**Problema da risolvere:** Riporta i record seguenti in un CSV a due colonne, intestate "testo" e "risposta", con una riga per ciascun record. Metti ogni campo tra virgolette e sostituisci gli a capo con spazi.

==== Dati forniti ====

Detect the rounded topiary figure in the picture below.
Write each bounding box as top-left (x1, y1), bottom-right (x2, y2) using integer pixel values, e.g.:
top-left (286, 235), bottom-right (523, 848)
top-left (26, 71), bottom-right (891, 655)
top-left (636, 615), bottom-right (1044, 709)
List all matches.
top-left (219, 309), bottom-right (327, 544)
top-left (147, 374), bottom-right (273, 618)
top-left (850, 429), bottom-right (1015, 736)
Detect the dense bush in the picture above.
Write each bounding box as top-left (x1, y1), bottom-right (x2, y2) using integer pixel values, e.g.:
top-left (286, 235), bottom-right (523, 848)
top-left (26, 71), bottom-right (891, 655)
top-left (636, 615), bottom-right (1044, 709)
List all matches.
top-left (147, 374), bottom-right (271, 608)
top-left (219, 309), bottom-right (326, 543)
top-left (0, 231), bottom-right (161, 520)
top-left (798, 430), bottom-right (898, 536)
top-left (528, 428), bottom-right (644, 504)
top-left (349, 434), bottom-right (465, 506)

====

**Risposta al compito:**
testo,risposta
"Detect the rounded topiary figure in the picture below. Write each bounding box as top-left (x1, y1), bottom-right (x2, y2) using integer pixel values, e.g.: top-left (286, 235), bottom-right (523, 848) top-left (26, 71), bottom-right (891, 655) top-left (636, 615), bottom-right (1044, 709) List all matches.","top-left (219, 309), bottom-right (327, 544) top-left (147, 374), bottom-right (273, 618) top-left (850, 429), bottom-right (1015, 736)"
"Detect the dense bush in the picture above. Write each bounding box as top-left (x1, y1), bottom-right (x2, y2) using integer pixel values, e.g.: top-left (286, 235), bottom-right (523, 848) top-left (26, 71), bottom-right (891, 655) top-left (636, 615), bottom-right (1044, 709) List all matches.","top-left (147, 374), bottom-right (271, 608) top-left (219, 309), bottom-right (326, 543) top-left (0, 231), bottom-right (161, 520) top-left (798, 430), bottom-right (898, 536) top-left (528, 428), bottom-right (644, 504) top-left (349, 434), bottom-right (465, 506)"